Point placement records
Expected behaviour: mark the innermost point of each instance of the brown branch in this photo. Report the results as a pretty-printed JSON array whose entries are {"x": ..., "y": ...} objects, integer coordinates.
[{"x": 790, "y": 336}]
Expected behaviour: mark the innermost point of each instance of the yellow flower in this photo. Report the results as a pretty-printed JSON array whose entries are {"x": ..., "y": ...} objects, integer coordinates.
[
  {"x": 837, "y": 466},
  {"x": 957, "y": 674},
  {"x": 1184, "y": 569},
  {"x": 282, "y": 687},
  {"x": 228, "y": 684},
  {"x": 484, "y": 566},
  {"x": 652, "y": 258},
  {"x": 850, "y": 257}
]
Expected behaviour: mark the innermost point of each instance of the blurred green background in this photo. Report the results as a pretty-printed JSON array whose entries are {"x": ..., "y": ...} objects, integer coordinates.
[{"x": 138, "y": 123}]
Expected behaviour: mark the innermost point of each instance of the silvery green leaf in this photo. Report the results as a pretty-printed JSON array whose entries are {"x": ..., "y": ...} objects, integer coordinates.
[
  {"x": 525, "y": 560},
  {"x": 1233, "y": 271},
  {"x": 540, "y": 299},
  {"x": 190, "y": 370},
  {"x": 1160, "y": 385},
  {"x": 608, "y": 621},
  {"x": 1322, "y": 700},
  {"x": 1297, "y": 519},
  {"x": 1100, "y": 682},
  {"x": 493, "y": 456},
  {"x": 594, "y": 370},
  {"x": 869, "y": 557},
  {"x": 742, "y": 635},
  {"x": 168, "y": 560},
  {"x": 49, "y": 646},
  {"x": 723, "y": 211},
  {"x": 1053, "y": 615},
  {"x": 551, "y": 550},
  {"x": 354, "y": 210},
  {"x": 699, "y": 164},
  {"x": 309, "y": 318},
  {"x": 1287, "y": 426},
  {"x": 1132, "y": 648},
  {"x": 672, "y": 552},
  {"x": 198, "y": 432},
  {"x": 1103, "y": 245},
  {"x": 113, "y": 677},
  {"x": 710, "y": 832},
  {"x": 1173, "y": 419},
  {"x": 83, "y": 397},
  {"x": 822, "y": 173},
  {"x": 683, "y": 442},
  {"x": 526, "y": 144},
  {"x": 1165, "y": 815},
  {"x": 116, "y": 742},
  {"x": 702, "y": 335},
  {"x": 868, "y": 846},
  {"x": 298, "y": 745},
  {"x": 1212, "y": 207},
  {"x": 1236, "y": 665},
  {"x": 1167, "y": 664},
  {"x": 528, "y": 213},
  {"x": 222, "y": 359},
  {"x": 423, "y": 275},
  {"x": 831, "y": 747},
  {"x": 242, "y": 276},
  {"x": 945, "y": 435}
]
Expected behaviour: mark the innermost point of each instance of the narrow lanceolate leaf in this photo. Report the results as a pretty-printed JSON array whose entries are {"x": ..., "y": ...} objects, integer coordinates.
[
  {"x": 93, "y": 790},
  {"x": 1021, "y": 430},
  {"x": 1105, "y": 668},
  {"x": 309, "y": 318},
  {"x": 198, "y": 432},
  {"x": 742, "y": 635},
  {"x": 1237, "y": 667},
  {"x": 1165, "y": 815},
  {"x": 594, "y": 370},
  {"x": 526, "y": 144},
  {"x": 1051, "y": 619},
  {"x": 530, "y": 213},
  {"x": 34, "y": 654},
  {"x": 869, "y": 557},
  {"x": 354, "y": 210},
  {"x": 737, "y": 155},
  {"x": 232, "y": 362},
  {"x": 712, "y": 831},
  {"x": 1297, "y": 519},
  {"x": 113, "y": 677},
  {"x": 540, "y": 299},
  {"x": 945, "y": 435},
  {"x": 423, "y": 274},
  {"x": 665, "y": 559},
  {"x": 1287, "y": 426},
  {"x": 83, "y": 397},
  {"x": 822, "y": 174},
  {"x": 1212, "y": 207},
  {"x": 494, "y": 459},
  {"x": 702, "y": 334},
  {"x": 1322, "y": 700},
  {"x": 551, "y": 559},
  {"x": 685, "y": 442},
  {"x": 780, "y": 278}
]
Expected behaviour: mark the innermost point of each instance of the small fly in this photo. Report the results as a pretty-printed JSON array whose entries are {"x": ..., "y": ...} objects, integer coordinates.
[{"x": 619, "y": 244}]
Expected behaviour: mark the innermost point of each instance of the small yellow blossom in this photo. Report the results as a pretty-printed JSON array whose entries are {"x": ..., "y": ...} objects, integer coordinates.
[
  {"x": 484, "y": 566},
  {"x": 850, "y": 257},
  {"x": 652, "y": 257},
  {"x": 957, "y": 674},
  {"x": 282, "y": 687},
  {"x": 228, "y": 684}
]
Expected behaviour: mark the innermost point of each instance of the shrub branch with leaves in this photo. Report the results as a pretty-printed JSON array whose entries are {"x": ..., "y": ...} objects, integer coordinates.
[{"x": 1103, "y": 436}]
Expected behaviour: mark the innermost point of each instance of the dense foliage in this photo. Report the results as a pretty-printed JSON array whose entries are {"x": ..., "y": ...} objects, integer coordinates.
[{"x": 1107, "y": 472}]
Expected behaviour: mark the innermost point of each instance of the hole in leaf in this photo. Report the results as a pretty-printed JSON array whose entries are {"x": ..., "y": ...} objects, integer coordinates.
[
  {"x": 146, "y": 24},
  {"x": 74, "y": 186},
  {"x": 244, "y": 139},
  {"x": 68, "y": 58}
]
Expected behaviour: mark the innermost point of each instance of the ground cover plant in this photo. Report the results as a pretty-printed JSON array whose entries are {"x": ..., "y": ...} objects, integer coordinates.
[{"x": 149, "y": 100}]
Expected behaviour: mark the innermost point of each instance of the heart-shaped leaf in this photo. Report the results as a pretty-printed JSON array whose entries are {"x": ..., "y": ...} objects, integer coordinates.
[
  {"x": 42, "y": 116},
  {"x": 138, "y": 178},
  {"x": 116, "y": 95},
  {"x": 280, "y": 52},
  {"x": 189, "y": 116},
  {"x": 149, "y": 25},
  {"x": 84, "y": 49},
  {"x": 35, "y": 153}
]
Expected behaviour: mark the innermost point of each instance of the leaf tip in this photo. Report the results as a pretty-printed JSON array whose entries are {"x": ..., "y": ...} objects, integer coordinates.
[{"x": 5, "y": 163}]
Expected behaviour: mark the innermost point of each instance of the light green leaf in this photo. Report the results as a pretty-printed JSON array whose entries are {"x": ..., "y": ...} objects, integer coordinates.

Given request:
Return every line of the material exactly.

Solution to this exercise:
Expected behaviour: mark the innermost point of each instance of the brown branch in this photo. Report the results as a pretty-printed JSON array whose entries are {"x": ..., "y": ...} objects, integer coordinates.
[{"x": 790, "y": 336}]
Expected behaviour: mark the innermost point of each instance of the yellow flower in this photo. Report the results as a pretty-printed JSON array whose entries are {"x": ..., "y": ...} objects, integer coordinates.
[
  {"x": 837, "y": 466},
  {"x": 957, "y": 674},
  {"x": 1184, "y": 569},
  {"x": 282, "y": 687},
  {"x": 228, "y": 684},
  {"x": 484, "y": 566},
  {"x": 652, "y": 258},
  {"x": 850, "y": 257}
]
Expected behaviour: mark the innermost point of each instance of the blurred green background in this photo. Report the results as a pretty-printed JSON array whose entries are {"x": ..., "y": ...} objects, integer coordinates.
[{"x": 138, "y": 123}]
Expected behaviour: mark the innermost point of each instance of the silvery green leaf in this photo. Report the results as a pretty-printed JSON array whose entries are {"x": ..., "y": ...} objects, integer coordinates.
[
  {"x": 525, "y": 560},
  {"x": 1233, "y": 271},
  {"x": 540, "y": 299},
  {"x": 190, "y": 370},
  {"x": 1160, "y": 385},
  {"x": 608, "y": 621},
  {"x": 1322, "y": 700},
  {"x": 1297, "y": 519},
  {"x": 1100, "y": 682},
  {"x": 493, "y": 456},
  {"x": 594, "y": 370},
  {"x": 869, "y": 557},
  {"x": 742, "y": 635},
  {"x": 168, "y": 560},
  {"x": 49, "y": 646},
  {"x": 723, "y": 211},
  {"x": 1053, "y": 615},
  {"x": 551, "y": 550},
  {"x": 354, "y": 210},
  {"x": 699, "y": 164},
  {"x": 309, "y": 318},
  {"x": 1287, "y": 426},
  {"x": 1132, "y": 648},
  {"x": 672, "y": 552},
  {"x": 198, "y": 432},
  {"x": 1103, "y": 245},
  {"x": 113, "y": 677},
  {"x": 710, "y": 832},
  {"x": 1173, "y": 419},
  {"x": 83, "y": 397},
  {"x": 822, "y": 173},
  {"x": 683, "y": 442},
  {"x": 526, "y": 144},
  {"x": 1165, "y": 815},
  {"x": 116, "y": 742},
  {"x": 702, "y": 335},
  {"x": 868, "y": 846},
  {"x": 298, "y": 745},
  {"x": 1212, "y": 207},
  {"x": 1236, "y": 665},
  {"x": 1167, "y": 664},
  {"x": 528, "y": 213},
  {"x": 222, "y": 359},
  {"x": 423, "y": 275},
  {"x": 831, "y": 747},
  {"x": 242, "y": 276},
  {"x": 945, "y": 435}
]
Expected behaviour: mark the innermost point of each instance of the narrow lanceolate leaf in this photo. Report the results as a pretty-printed JSON array whose entries are {"x": ..., "y": ...} objects, integer coordinates.
[
  {"x": 93, "y": 790},
  {"x": 1021, "y": 430},
  {"x": 1105, "y": 668},
  {"x": 309, "y": 318},
  {"x": 198, "y": 432},
  {"x": 742, "y": 635},
  {"x": 1237, "y": 667},
  {"x": 1165, "y": 815},
  {"x": 594, "y": 370},
  {"x": 526, "y": 144},
  {"x": 1051, "y": 619},
  {"x": 530, "y": 213},
  {"x": 34, "y": 654},
  {"x": 869, "y": 557},
  {"x": 354, "y": 210},
  {"x": 737, "y": 155},
  {"x": 232, "y": 362},
  {"x": 712, "y": 831},
  {"x": 1297, "y": 519},
  {"x": 113, "y": 677},
  {"x": 540, "y": 299},
  {"x": 945, "y": 435},
  {"x": 423, "y": 274},
  {"x": 665, "y": 559},
  {"x": 1287, "y": 426},
  {"x": 83, "y": 397},
  {"x": 822, "y": 174},
  {"x": 1212, "y": 207},
  {"x": 494, "y": 459},
  {"x": 702, "y": 334},
  {"x": 1322, "y": 700},
  {"x": 551, "y": 559},
  {"x": 685, "y": 442},
  {"x": 780, "y": 278}
]
Expected behaviour: mark the innermost point of each instance of the small fly in this photo. Report the results as a pretty-printed JSON array whose entries are {"x": ..., "y": ...} objects, integer coordinates.
[{"x": 619, "y": 244}]
Expected behaviour: mark the innermost point of each instance of the small yellow blossom in this photo. Report the results as a pretty-printed JSON array whose entries are {"x": ..., "y": ...} objects, integer coordinates.
[
  {"x": 484, "y": 566},
  {"x": 850, "y": 257},
  {"x": 652, "y": 257},
  {"x": 957, "y": 674},
  {"x": 282, "y": 687},
  {"x": 228, "y": 684}
]
Expected behaviour: mark the innermost point of each instance of the shrub branch with leaves in this photo. Report the results as a pretty-printed JSON array whose entries are {"x": ..., "y": ...} objects, integer coordinates.
[{"x": 1103, "y": 436}]
Expected behaviour: mark the innermost point of each instance of the dense foliage in this photo. Report the results as a pretty-printed JSON array whose entries are {"x": ..., "y": ...} objects, integer coordinates.
[{"x": 1107, "y": 472}]
Expected behaviour: mark the innermost point of each instance of the hole in leaf in this photo. Report the results as a pretty-printed JSON array whose entries are {"x": ..., "y": ...} objects, integer coordinates.
[
  {"x": 146, "y": 24},
  {"x": 74, "y": 186},
  {"x": 244, "y": 139},
  {"x": 68, "y": 58}
]
Expected behaviour: mark the innermost point of each instance of the ground cover plant in this photo. Report the results as a pretty-printed JSON array whose entries are {"x": ..., "y": ...} objects, integer coordinates.
[{"x": 149, "y": 100}]
Expected behaviour: mark the innermost point of each instance of the heart-shaped leaf in this photo. Report the results as a pretty-printed JSON array whose entries are {"x": ..., "y": ...} objects, integer coordinates.
[
  {"x": 42, "y": 116},
  {"x": 138, "y": 178},
  {"x": 116, "y": 95},
  {"x": 280, "y": 52},
  {"x": 189, "y": 116},
  {"x": 149, "y": 25},
  {"x": 84, "y": 49},
  {"x": 35, "y": 153}
]
Expected behaviour: mark the innermost point of each instance of the leaf tip in this photo. Report the results as a pretty-printed JSON array whose entries are {"x": ..., "y": ...} objects, integer coordinates.
[{"x": 5, "y": 163}]
Expected behaviour: mark the innermost point of each instance of the light green leaf in this photo. Report the results as a pretty-printed JSON array whose entries are {"x": ..., "y": ...} objects, integer coordinates.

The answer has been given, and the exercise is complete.